• **DOCUMENT PASSAGE**
* begin *

Monday  6 January  2013 / Hour 2, Block D:  Gordon Chang, Forbes.com, in re: The one sure-fire investment in China this year  George Soros now sees the writing on the wall; Fareed Zakaria is [in effect, clearing his throat on the matter]; even the pinhead Tom Friedman is [waking up] to the fact that the Chinese economy is precarious.  American people don’t grasp how the Chinese economy is structured. A lot of [rich] Chinese people have got passports, and as soon as it breaks up will be on planes to everywhere.  The price of an airline ticket on United will go to $5 million.

* end *

• **RECORD EXTRACTS**
* begin *

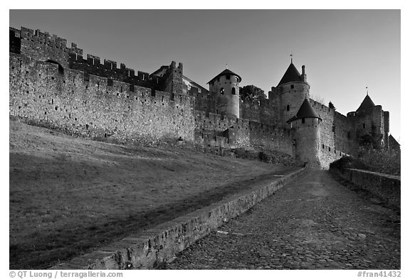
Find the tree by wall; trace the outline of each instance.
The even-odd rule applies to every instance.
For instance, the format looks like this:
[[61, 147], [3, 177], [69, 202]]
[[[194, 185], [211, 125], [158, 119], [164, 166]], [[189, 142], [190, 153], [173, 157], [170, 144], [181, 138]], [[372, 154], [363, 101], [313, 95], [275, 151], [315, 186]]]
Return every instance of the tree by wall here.
[[266, 99], [265, 92], [255, 85], [239, 87], [239, 96], [242, 101], [259, 102]]

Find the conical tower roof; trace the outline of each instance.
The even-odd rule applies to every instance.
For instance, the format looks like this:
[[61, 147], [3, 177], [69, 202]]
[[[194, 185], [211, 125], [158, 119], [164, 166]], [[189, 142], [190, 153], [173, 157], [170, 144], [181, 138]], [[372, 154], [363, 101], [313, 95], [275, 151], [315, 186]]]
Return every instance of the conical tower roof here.
[[289, 67], [288, 67], [288, 70], [285, 72], [285, 75], [283, 75], [283, 77], [282, 77], [282, 79], [278, 84], [278, 86], [293, 82], [303, 82], [303, 79], [298, 69], [296, 69], [296, 67], [295, 67], [291, 62]]
[[214, 80], [216, 80], [218, 77], [219, 77], [222, 75], [236, 75], [236, 77], [239, 77], [239, 82], [241, 82], [241, 81], [242, 80], [242, 78], [241, 77], [241, 76], [239, 75], [234, 73], [233, 72], [232, 72], [229, 69], [225, 69], [222, 72], [221, 72], [218, 75], [216, 75], [215, 77], [214, 77], [212, 80], [209, 80], [207, 83], [209, 83], [209, 82], [214, 81]]
[[317, 118], [322, 120], [320, 116], [316, 112], [315, 109], [312, 107], [312, 105], [308, 99], [305, 99], [305, 101], [302, 103], [302, 105], [299, 108], [296, 115], [288, 120], [286, 122], [291, 122], [303, 118]]
[[356, 111], [367, 110], [373, 106], [374, 106], [374, 103], [372, 101], [372, 99], [370, 99], [369, 95], [366, 95], [364, 99], [362, 102], [362, 104], [360, 104], [360, 106], [359, 106], [359, 109], [357, 109]]

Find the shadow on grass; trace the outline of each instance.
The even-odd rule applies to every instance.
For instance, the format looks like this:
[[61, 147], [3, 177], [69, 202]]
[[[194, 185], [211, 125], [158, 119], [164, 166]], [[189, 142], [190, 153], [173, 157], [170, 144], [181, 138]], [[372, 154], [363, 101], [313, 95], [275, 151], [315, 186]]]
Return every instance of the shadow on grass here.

* end *

• **TASK INSTRUCTIONS**
1: In the passage on the Chinese economy, substitute "visas" for "passports" and write the part out again, beginning at the words "Monday  6 January  2013" and stopping after "to $5 million.".
2: According to the passage on the Chinese economy, what will the price of an airline ticket on United go to?

• **ANSWER LIST**
1:
Monday  6 January  2013 / Hour 2, Block D:  Gordon Chang, Forbes.com, in re: The one sure-fire investment in China this year  George Soros now sees the writing on the wall; Fareed Zakaria is [in effect, clearing his throat on the matter]; even the pinhead Tom Friedman is [waking up] to the fact that the Chinese economy is precarious.  American people don’t grasp how the Chinese economy is structured. A lot of [rich] Chinese people have got visas, and as soon as it breaks up will be on planes to everywhere.  The price of an airline ticket on United will go to $5 million.

2: $5 million.